Items listed in a dataset:
===============

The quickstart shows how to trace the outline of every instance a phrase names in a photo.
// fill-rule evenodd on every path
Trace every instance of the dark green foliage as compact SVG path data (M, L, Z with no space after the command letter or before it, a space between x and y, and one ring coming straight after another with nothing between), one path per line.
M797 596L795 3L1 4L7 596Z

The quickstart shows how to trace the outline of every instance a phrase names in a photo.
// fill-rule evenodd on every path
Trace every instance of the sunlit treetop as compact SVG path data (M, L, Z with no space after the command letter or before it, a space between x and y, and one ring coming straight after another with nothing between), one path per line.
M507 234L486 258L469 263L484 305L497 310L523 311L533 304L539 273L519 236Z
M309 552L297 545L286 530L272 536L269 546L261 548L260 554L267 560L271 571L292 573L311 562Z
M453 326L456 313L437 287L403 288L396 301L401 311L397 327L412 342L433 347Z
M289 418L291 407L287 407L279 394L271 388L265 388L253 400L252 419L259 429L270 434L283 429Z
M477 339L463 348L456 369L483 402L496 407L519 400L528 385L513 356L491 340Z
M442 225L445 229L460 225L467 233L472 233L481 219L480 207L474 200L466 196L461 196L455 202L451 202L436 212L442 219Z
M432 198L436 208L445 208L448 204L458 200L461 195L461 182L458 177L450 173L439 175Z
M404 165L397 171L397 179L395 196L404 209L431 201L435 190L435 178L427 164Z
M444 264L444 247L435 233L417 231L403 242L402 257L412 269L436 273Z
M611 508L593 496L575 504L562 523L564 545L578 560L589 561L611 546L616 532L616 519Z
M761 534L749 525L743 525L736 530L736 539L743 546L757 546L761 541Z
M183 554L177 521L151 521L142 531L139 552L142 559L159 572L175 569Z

===============

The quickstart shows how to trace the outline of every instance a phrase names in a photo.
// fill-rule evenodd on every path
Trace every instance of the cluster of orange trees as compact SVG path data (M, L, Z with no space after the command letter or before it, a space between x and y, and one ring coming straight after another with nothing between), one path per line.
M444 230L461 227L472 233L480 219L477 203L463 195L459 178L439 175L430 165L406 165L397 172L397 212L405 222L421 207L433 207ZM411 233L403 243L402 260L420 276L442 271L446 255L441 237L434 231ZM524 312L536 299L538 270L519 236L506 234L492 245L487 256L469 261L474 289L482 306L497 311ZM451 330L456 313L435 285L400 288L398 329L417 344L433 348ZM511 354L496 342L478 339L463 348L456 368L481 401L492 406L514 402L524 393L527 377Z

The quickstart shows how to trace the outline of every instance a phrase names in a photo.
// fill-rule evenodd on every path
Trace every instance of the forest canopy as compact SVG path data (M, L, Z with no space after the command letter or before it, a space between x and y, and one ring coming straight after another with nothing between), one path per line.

===============

→ **THE PROBLEM**
Above are the records; from them, give again exactly the lines from the one containing "Trace every instance of the cluster" to the one containing "Trace every instance of the forest", both lines included, and nothing more.

→ **RESPONSE TO THIS EXERCISE**
Trace every instance of the cluster of orange trees as compact SVG path data (M, L, Z with no space after the command letter or before it, a space between x and y, and one ring coming straight after another with nothing between), one path per line.
M444 230L461 227L472 233L480 219L477 203L463 195L459 178L439 175L430 165L406 165L397 172L397 212L405 222L421 207L433 207ZM411 233L403 243L402 260L420 276L442 271L446 255L441 237L434 231ZM524 312L536 299L538 270L519 236L506 234L492 245L487 256L469 261L474 289L482 306L497 311ZM451 330L456 313L435 285L400 288L398 329L417 344L433 348ZM511 354L496 342L478 339L463 348L456 368L481 401L492 406L514 402L524 393L527 377Z

The quickstart shows how to trace the outline of every instance a phrase names in a photo.
// fill-rule evenodd on every path
Trace every instance of the forest canopy as compact SVG path data (M, L, Z with no space after the command letter or before it, a space between x and y, and one ring coming straight after another with nothing between), one path per line.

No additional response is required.